# Start of Working data

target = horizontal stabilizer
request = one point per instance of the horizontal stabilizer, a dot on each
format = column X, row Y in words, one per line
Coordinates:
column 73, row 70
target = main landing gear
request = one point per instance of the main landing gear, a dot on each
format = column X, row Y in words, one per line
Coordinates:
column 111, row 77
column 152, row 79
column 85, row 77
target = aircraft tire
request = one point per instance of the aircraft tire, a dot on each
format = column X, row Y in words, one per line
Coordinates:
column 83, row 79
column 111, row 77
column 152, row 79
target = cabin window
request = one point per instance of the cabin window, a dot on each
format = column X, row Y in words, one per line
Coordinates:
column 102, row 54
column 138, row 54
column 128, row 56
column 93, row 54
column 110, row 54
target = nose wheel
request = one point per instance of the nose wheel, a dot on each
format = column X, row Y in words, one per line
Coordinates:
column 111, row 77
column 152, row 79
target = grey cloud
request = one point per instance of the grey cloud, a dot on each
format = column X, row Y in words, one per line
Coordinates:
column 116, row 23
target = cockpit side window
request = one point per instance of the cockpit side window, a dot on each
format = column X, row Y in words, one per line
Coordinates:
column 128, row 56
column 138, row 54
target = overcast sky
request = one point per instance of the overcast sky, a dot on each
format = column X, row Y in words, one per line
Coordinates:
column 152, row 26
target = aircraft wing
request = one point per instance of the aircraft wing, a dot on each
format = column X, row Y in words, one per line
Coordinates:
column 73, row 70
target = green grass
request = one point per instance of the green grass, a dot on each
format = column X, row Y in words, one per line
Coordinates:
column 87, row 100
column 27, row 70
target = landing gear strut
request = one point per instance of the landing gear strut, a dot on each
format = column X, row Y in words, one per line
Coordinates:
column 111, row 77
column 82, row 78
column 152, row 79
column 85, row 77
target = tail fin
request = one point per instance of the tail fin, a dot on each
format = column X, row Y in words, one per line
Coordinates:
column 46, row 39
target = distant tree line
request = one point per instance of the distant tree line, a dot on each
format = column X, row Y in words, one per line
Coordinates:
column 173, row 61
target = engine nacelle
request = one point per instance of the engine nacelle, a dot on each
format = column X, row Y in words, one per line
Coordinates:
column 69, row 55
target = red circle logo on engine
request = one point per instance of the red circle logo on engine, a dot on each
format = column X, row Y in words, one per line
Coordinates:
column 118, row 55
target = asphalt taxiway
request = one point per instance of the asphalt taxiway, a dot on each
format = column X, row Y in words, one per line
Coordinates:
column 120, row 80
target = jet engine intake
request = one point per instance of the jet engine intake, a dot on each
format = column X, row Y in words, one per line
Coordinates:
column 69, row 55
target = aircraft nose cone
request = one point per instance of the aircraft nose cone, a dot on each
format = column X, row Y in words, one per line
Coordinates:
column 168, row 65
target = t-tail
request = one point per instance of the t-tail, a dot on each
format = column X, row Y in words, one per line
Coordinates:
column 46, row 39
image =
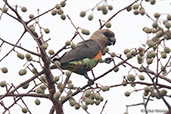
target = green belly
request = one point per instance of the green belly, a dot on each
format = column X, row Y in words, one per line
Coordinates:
column 80, row 67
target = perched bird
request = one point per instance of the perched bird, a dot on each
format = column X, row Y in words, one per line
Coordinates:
column 87, row 53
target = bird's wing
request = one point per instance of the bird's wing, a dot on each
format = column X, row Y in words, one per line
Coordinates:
column 85, row 49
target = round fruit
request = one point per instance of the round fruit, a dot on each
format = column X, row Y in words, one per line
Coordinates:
column 57, row 63
column 24, row 110
column 68, row 43
column 136, row 12
column 62, row 3
column 4, row 69
column 129, row 55
column 3, row 83
column 108, row 25
column 4, row 10
column 169, row 17
column 37, row 102
column 135, row 6
column 46, row 30
column 85, row 31
column 127, row 93
column 148, row 89
column 23, row 9
column 56, row 78
column 105, row 88
column 51, row 52
column 163, row 92
column 167, row 49
column 20, row 55
column 90, row 17
column 53, row 12
column 156, row 15
column 87, row 93
column 56, row 95
column 63, row 17
column 149, row 61
column 31, row 16
column 77, row 106
column 44, row 46
column 141, row 77
column 116, row 69
column 110, row 7
column 73, row 46
column 85, row 107
column 131, row 78
column 28, row 57
column 152, row 2
column 25, row 86
column 82, row 14
column 58, row 6
column 129, row 8
column 22, row 72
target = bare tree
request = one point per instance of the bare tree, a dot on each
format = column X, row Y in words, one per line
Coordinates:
column 153, row 61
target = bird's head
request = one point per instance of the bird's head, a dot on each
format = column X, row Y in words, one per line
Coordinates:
column 104, row 37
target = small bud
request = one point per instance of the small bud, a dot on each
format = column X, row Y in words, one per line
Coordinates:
column 148, row 89
column 51, row 52
column 129, row 8
column 135, row 6
column 31, row 16
column 56, row 78
column 131, row 78
column 90, row 17
column 28, row 57
column 85, row 31
column 37, row 101
column 22, row 72
column 105, row 88
column 82, row 14
column 58, row 6
column 68, row 73
column 57, row 63
column 56, row 95
column 4, row 69
column 62, row 3
column 44, row 46
column 156, row 15
column 110, row 7
column 53, row 12
column 3, row 83
column 25, row 86
column 108, row 25
column 23, row 9
column 141, row 77
column 63, row 17
column 46, row 30
column 4, row 10
column 73, row 46
column 152, row 2
column 68, row 43
column 20, row 55
column 127, row 93
column 24, row 110
column 167, row 49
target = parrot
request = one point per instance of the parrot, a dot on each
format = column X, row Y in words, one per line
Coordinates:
column 87, row 53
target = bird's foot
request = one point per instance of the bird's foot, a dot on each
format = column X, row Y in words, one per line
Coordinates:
column 108, row 60
column 90, row 82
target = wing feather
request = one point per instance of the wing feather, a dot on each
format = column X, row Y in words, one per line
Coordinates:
column 85, row 49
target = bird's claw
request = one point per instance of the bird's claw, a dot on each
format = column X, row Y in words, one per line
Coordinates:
column 90, row 82
column 108, row 60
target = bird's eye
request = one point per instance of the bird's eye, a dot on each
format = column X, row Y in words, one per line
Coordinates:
column 108, row 35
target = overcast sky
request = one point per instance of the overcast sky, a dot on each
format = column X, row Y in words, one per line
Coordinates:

# End of Working data

* **Given request**
Extract all the entries word for word; omit any pictures.

* **Expected answer**
target = horizontal stabilizer
request = one point per instance of the horizontal stabilizer, a dot on each
format = column X, row Y in words, one per line
Coordinates:
column 73, row 70
target = main landing gear
request = one point per instance of the main landing gear, a dot on each
format = column X, row Y in words, one per line
Coordinates:
column 111, row 77
column 152, row 79
column 85, row 77
target = aircraft tire
request = one point per instance of the aircraft tire, a dot on each
format = column X, row Y in words, one per line
Coordinates:
column 83, row 79
column 111, row 77
column 152, row 79
target = cabin window
request = one point per instance of the cabin window, a dot on each
format = column X, row Y in words, one per line
Coordinates:
column 102, row 54
column 138, row 54
column 128, row 56
column 93, row 54
column 110, row 54
target = nose wheel
request = one point per instance of the nose wheel, a dot on each
format = column X, row Y in words, one per line
Coordinates:
column 111, row 77
column 152, row 79
target = grey cloud
request = one point per instance of the grey cloud, a dot on each
format = column X, row Y in words, one per line
Coordinates:
column 116, row 23
target = cockpit side window
request = one point per instance of the cockpit side window, a dot on each
format = column X, row Y in words, one per line
Coordinates:
column 128, row 56
column 138, row 54
target = overcast sky
request = one point per instance of the overcast sky, a dot on each
format = column X, row Y in words, one per line
Coordinates:
column 152, row 26
target = aircraft wing
request = one point per instance of the aircraft wing, a dot on each
format = column X, row Y in words, one per line
Coordinates:
column 73, row 70
target = green grass
request = one point per instance of the green grass, a dot on each
format = column X, row Y in words, one per line
Coordinates:
column 87, row 100
column 27, row 70
target = landing gear strut
request = one point per instance of the landing gear strut, a dot on each
format = column X, row Y in words, one per line
Coordinates:
column 111, row 77
column 82, row 78
column 152, row 79
column 85, row 77
target = tail fin
request = one point per instance of the tail fin, a dot on each
format = column X, row Y in words, one per line
Coordinates:
column 46, row 39
target = distant tree line
request = one point per instance of the distant tree line, a dot on each
format = column X, row Y in words, one per line
Coordinates:
column 173, row 61
target = engine nacelle
request = one point per instance of the engine nacelle, a dot on each
format = column X, row Y in words, one per line
Coordinates:
column 69, row 55
target = red circle logo on engine
request = one point per instance of the red circle logo on engine, a dot on each
format = column X, row Y in words, one per line
Coordinates:
column 118, row 55
target = asphalt taxiway
request = one point per instance of the asphalt taxiway, a dot on each
format = column X, row Y in words, one per line
Coordinates:
column 120, row 80
target = jet engine intake
request = one point per instance of the jet engine intake, a dot on each
format = column X, row Y in words, one per line
Coordinates:
column 69, row 55
target = aircraft nose cone
request = one point per instance of the aircraft nose cone, a dot on each
format = column X, row Y in words, one per line
Coordinates:
column 168, row 65
target = t-tail
request = one point per instance of the t-tail, a dot on each
format = column X, row Y in words, one per line
Coordinates:
column 46, row 39
image =
target = green belly
request = one point per instance of the green belly, a dot on each
format = column X, row Y in words, one per line
Coordinates:
column 80, row 67
target = perched bird
request = one point per instance of the perched bird, a dot on each
format = column X, row Y in words, one per line
Coordinates:
column 87, row 53
target = bird's wing
request = one point per instance of the bird's wing, a dot on each
format = column X, row Y in words, one per line
Coordinates:
column 85, row 49
target = round fruit
request = one point per instance of the round fruit, a dot on each
format = column X, row Y in words, one per line
Coordinates:
column 57, row 63
column 24, row 110
column 68, row 43
column 136, row 12
column 62, row 3
column 4, row 69
column 129, row 55
column 3, row 83
column 108, row 25
column 4, row 10
column 169, row 17
column 37, row 102
column 135, row 6
column 46, row 30
column 85, row 31
column 127, row 93
column 148, row 89
column 23, row 9
column 56, row 78
column 105, row 88
column 51, row 52
column 163, row 92
column 167, row 49
column 20, row 55
column 90, row 17
column 53, row 12
column 156, row 15
column 87, row 93
column 56, row 95
column 63, row 17
column 149, row 61
column 31, row 16
column 77, row 106
column 44, row 46
column 141, row 77
column 116, row 69
column 110, row 7
column 73, row 46
column 85, row 107
column 131, row 78
column 28, row 57
column 152, row 2
column 25, row 86
column 82, row 14
column 58, row 6
column 129, row 8
column 22, row 72
target = bare tree
request = one point per instance of the bare tree, a dot on each
format = column X, row Y in words, one per line
Coordinates:
column 153, row 61
target = bird's head
request = one point per instance of the bird's head, a dot on each
format = column X, row Y in words, one per line
Coordinates:
column 104, row 37
target = small bud
request = one point per instance of the small bud, a dot on each
format = column X, row Y in words, one per line
Coordinates:
column 148, row 89
column 51, row 52
column 129, row 8
column 135, row 6
column 31, row 16
column 56, row 78
column 131, row 78
column 90, row 17
column 28, row 57
column 85, row 31
column 37, row 101
column 22, row 72
column 105, row 88
column 82, row 14
column 58, row 6
column 68, row 73
column 57, row 63
column 56, row 95
column 4, row 69
column 62, row 3
column 44, row 46
column 156, row 15
column 110, row 7
column 53, row 12
column 3, row 83
column 25, row 86
column 108, row 25
column 23, row 9
column 141, row 77
column 63, row 17
column 46, row 30
column 4, row 10
column 73, row 46
column 152, row 2
column 68, row 43
column 20, row 55
column 127, row 93
column 24, row 110
column 167, row 49
target = parrot
request = one point per instance of the parrot, a dot on each
format = column X, row Y in words, one per line
Coordinates:
column 87, row 53
target = bird's foot
request = one point per instance of the bird's foot, a dot on each
format = column X, row Y in words, one per line
Coordinates:
column 108, row 60
column 90, row 82
target = wing feather
request = one point per instance of the wing feather, a dot on each
format = column X, row Y in words, one per line
Coordinates:
column 85, row 49
target = bird's claw
request = one point per instance of the bird's claw, a dot on each
format = column X, row Y in words, one per line
Coordinates:
column 90, row 82
column 108, row 60
target = bird's eye
request = one point per instance of the bird's eye, a dot on each
format = column X, row Y in words, one per line
Coordinates:
column 108, row 35
target = overcast sky
request = one point per instance of the overcast sky, a dot on each
format = column X, row Y in words, one per line
Coordinates:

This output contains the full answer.